Exercise passage:
----
Something to keep in mind when writing code to process FASTA format.

A lesson in “reading before you tweet”

So, I read the title:

Mining locus tags in PubMed Central to improve microbial gene annotation

and skimmed the abstract:

The scientific literature contains millions of microbial gene identifiers within the full text and tables, but these annotations rarely get incorporated into public sequence databases.

and thought, well OK, but wouldn’t it be better to incorporate annotations in the first place – when submitting to the public databases – rather than by this indirect method?

The point, of course, is to incorporate new findings from the literature into existing records, rather than to use the tool as a primary method of annotation. I do believe that public databases could do more to enforce data quality standards at deposition time, but that’s an entirely separate issue.

Big thanks to Michael Hoffman for a spirited Twitter discussion that put me straight.

ISMB 2012 on Twitter: here today, gone tomorrow

In previous years, when FriendFeed was used as the micro-blogging platform for the annual ISMB meeting, I’ve written a post describing some statistical analysis of the conference coverage. Here’s my post from last year.

This year, it appears that the majority of the conference coverage happened at Twitter, using the #ISMB hashtag. Here’s what happened on July 18th when I used the R package twitteR to retrieve ISMB-related tweets for July 13/14:

library(twitteR)
ismb1 <- searchTwitter("#ISMB", since = "2012-07-13", until = "2012-07-14")
length(ismb1)
# [1] 383

383 tweets. Here’s what happened when I ran the same query today:

library(twitteR)
ismb1 <- searchTwitter("#ISMB", since = "2012-07-13", until = "2012-07-14")
length(ismb1)
# [1] 0

Zero tweets. Indeed, run the same query via the Twitter web interface and you’ll see only a very few tweets with the message “Older Tweet results for #ismb are unavailable.”
----
Source material:
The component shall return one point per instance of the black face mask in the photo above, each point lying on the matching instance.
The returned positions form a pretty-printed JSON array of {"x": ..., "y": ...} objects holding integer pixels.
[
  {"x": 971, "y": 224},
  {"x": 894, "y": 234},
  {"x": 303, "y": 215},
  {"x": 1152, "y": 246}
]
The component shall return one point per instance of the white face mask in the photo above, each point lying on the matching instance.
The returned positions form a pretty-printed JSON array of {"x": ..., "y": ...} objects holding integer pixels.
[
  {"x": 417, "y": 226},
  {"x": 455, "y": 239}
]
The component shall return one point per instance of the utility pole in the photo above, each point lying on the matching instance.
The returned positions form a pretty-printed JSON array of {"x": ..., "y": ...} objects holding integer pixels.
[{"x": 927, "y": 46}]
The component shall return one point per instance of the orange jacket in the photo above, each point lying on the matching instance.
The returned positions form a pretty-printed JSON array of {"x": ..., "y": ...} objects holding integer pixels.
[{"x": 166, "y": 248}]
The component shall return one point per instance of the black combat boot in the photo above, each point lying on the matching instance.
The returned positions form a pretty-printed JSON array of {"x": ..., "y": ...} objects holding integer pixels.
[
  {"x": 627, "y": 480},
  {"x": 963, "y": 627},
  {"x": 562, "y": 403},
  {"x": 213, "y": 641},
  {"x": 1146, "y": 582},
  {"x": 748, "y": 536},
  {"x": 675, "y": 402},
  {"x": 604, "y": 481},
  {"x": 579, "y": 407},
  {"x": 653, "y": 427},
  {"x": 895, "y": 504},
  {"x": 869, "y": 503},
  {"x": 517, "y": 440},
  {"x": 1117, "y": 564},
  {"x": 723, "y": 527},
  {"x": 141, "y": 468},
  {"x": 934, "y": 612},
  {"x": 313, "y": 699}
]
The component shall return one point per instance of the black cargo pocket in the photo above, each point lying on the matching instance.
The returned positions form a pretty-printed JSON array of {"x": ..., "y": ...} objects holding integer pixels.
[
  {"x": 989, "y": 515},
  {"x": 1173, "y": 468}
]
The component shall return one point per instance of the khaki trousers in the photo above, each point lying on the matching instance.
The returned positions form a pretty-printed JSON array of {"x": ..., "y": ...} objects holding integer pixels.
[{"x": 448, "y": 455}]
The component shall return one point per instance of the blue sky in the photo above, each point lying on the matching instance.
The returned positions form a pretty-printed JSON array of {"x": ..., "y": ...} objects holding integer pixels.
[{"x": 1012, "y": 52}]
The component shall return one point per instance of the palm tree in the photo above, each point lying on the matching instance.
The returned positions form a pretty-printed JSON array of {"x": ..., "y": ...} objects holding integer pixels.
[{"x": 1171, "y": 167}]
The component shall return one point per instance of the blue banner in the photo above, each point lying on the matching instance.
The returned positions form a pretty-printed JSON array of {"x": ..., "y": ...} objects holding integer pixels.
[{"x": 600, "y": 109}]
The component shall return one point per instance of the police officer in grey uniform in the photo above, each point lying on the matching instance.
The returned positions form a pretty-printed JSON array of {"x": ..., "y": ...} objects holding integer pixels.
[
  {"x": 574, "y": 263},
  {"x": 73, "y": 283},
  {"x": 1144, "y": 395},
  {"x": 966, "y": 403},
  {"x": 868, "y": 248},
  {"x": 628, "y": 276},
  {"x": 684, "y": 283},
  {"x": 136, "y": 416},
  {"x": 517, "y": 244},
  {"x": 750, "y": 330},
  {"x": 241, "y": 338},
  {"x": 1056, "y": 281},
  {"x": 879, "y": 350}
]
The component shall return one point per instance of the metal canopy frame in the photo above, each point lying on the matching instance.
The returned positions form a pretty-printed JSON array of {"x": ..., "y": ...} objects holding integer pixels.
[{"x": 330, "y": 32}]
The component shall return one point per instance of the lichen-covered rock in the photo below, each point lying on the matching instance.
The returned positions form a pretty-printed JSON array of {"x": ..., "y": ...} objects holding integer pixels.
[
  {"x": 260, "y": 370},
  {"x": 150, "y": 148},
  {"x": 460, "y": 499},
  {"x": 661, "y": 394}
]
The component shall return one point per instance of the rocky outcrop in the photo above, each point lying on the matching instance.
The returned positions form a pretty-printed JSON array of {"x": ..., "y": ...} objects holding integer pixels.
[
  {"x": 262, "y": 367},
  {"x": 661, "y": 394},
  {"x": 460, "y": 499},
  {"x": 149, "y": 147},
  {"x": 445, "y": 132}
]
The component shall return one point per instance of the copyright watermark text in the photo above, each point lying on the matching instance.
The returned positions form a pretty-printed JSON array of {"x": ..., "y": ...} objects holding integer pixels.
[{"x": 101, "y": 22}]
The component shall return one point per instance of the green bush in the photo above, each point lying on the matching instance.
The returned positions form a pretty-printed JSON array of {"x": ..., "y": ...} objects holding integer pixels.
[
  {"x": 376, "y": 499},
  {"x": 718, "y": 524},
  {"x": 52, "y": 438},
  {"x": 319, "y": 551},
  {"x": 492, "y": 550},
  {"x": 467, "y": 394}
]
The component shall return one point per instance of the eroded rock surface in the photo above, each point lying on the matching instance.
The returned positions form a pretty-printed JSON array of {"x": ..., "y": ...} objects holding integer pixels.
----
Your tasks:
1 > Copy out the blog excerpt from "So, I read the" up to and including "put me straight.".
2 > Answer these questions from the blog excerpt:
(a) Who is thanked for a spirited Twitter discussion?
(b) Which R package was used to retrieve the ISMB-related tweets?
(c) How many tweets did the query for July 13/14 return when it was run on July 18th?
3 > How would you restate the blog excerpt's paragraph beginning "The point, of course," in fewer words, keeping its main facts?

Solution list:
1 >
So, I read the title:

Mining locus tags in PubMed Central to improve microbial gene annotation

and skimmed the abstract:

The scientific literature contains millions of microbial gene identifiers within the full text and tables, but these annotations rarely get incorporated into public sequence databases.

and thought, well OK, but wouldn’t it be better to incorporate annotations in the first place – when submitting to the public databases – rather than by this indirect method?

The point, of course, is to incorporate new findings from the literature into existing records, rather than to use the tool as a primary method of annotation. I do believe that public databases could do more to enforce data quality standards at deposition time, but that’s an entirely separate issue.

Big thanks to Michael Hoffman for a spirited Twitter discussion that put me straight.

2 >
(a) Michael Hoffman
(b) twitteR
(c) 383

3 > The tool's purpose is to add new literature findings to existing records, not to serve as a primary annotation method. I believe public databases could do more to enforce data quality standards at deposition, but that is a separate issue.